### Excerpt provided

First, go look at this to get your mind in the proper recursive frame.
Second, what was the deal with Meadow and the parallel parking scene at the end of the Sopranos finale? I think I actually know. It’s an allegory about the moral arc of the characters, and the decisions they end up making and accepting.
Remember how they were discussing which restaurant to go to? Some other place, vs. the diner-tavern they ended up in? That’s the decision between good and evil – or at least, abiding by social norms of good, versus rejecting those norms and acting in pure selfishness. Note that the parents decided on the basic path, and informed the kids – who accepted it.
The first to arrive at the restaurant – to accept evil/sociopathy – is Tony. He started on this path at a young age. He thought about getting off of it – about going to the other restaurant – but in the end decided on evil. Arriving quickly thereafter is Carmela, who as Tony’s wife made an occasional show of not knowing what was going on or pretending that her husband was not who he was, but who was the first person in the family after Tony to accept the lifestyle.
Next comes AJ. He kicked his little crybaby feet for a while (what a useless sack) but there’s no way he can feed himself – he’ll take the evil if that means a free ride, as reinforced by his eager embrace of the “development executive” job and the BMW. So much for saving the planet.

######

▶ **Task list**:
A: Answer the following questions using the post on the Sopranos finale, one answer per line, marked (i), (ii) and (iii):
(i) Which family member does the post say is the first to arrive at the restaurant?
(ii) What job does the post say AJ eagerly embraces?
(iii) What decision does the post say the discussion of which restaurant to go to represents?
B: Extend the post on the Sopranos finale, beginning directly after its final sentence and keeping its argument and tone.

### Information

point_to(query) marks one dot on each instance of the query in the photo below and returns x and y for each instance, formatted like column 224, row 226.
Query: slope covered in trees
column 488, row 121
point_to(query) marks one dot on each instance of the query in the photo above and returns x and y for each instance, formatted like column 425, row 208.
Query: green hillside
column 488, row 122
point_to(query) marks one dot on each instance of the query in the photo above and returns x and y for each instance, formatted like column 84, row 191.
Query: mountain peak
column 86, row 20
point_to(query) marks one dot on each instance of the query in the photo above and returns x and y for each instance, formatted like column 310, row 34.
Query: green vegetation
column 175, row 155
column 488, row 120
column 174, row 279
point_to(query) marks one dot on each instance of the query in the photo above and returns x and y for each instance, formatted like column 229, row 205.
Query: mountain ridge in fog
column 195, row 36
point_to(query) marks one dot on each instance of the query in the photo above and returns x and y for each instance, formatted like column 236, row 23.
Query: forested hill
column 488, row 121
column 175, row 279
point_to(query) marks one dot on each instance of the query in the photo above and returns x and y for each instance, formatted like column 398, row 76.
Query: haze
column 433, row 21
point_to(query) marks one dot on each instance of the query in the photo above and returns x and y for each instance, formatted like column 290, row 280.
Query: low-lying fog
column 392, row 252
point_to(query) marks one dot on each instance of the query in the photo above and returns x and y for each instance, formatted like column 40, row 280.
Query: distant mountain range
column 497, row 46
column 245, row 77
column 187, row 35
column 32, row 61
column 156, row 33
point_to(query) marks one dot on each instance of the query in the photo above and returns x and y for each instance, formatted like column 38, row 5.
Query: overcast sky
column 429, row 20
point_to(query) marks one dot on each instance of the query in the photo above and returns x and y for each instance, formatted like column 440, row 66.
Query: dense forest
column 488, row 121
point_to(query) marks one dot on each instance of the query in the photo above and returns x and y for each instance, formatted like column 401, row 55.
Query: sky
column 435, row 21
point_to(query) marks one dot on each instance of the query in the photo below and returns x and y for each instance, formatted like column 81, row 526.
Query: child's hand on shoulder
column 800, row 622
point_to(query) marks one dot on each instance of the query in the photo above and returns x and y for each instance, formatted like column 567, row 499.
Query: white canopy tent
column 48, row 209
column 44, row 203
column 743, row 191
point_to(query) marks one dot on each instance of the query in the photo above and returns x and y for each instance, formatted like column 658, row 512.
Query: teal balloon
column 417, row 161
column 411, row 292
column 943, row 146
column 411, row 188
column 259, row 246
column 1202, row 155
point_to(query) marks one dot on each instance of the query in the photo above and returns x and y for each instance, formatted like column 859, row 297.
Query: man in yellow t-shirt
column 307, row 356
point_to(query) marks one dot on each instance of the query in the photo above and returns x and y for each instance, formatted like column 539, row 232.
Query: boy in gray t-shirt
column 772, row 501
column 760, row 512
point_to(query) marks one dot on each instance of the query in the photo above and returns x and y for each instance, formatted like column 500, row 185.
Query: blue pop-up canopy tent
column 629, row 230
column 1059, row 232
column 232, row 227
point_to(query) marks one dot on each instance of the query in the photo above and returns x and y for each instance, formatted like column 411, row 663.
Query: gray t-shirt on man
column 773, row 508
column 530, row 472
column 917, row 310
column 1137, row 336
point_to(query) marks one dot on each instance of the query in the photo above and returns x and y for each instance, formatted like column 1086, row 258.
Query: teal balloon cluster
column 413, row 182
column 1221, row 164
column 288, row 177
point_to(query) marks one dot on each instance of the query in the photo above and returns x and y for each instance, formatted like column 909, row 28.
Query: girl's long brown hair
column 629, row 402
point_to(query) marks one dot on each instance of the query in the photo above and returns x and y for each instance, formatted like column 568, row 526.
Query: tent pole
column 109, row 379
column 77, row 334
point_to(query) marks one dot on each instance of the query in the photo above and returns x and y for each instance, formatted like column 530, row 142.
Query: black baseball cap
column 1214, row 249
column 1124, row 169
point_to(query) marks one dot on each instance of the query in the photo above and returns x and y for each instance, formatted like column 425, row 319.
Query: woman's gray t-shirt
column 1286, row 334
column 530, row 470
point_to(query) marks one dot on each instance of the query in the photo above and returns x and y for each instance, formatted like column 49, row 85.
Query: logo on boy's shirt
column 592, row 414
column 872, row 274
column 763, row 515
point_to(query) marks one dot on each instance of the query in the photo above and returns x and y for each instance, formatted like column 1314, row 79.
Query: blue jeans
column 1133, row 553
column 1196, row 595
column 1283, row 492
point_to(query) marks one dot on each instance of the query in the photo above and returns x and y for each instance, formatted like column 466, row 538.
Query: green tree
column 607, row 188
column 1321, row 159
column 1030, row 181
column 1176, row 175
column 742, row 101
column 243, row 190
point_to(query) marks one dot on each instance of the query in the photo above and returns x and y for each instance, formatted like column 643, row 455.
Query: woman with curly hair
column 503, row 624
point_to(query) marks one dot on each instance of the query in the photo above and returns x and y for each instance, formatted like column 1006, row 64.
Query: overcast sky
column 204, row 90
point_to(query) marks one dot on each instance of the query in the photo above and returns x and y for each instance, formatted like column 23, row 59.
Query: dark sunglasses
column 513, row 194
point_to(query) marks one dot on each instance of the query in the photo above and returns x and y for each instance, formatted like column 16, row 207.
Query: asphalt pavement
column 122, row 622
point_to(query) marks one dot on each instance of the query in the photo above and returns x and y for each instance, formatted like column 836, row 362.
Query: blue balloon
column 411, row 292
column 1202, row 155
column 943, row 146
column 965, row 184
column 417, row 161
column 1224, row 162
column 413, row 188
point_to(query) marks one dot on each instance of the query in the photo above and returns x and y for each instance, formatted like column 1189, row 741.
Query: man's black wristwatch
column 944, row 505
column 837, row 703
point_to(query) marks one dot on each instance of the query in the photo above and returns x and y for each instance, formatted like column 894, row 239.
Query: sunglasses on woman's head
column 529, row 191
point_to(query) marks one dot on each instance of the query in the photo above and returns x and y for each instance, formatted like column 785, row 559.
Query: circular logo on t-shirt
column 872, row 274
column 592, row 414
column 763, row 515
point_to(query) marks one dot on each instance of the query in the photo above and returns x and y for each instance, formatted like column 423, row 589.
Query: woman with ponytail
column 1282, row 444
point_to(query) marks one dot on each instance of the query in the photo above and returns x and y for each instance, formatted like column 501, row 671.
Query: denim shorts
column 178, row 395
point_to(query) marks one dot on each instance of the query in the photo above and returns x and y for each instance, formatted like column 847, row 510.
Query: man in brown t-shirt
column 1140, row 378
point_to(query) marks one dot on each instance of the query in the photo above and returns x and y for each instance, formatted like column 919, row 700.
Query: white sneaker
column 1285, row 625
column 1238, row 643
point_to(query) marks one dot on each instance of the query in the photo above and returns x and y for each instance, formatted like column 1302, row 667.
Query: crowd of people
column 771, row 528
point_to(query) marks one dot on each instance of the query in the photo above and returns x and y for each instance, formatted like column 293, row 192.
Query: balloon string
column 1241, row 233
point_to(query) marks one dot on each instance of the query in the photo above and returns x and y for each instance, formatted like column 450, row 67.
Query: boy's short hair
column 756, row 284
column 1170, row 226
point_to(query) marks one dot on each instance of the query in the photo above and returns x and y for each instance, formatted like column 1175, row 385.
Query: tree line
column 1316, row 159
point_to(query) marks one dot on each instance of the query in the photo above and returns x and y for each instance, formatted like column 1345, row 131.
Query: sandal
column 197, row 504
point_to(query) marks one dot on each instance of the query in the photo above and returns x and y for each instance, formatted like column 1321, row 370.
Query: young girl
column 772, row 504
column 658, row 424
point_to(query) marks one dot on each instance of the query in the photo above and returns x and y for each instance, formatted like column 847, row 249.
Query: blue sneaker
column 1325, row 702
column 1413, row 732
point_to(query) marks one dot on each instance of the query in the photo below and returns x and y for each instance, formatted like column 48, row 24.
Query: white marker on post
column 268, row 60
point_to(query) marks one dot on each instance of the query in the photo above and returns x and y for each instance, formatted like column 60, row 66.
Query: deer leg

######

▶ **Responses**:
A:
(i) Tony
(ii) The "development executive" job
(iii) The decision between good and evil

B:
Finally comes Meadow. Meadow is the one who put up the most resistance to becoming evil; she wanted to escape her family’s moral orbit and become a pediatrician, possibly the least objectionable job anyone on the Sopranos has ever aspired to. But Meadow is an intellectual, or at least, not a complete moron; she can’t do what AJ does and just knuckle under and let stupidity cover the moral decision she’s making. She has to justify it. She embraces evil by becoming a civil rights attorney; not that this is evil in and of itself, but she’s making herself useful for the family and justifying it to herself with civil rights rhetoric about the oppression faced by Italians. This is symbolized in the final scene by her difficulties parking – she has to go back and forth, back and forth, maneuvering to fit her life decision into a space that really isn’t quite able to take it – but she manages through persistence.
Finally they’re all together – a family that has embraced evil together. The final bell, as others have noted, is an indication of the ambiguity and paranoia that will stalk all the Sopranos for the rest of their days – any stranger is a threat, any new situation a possible ambush. They have their comfort and they will eat – but Tony will always be a hunted animal who can never truly relax again.
That’s my .02 on what it meant, anyway. You are welcome to disagree, but of course, you will be wrong.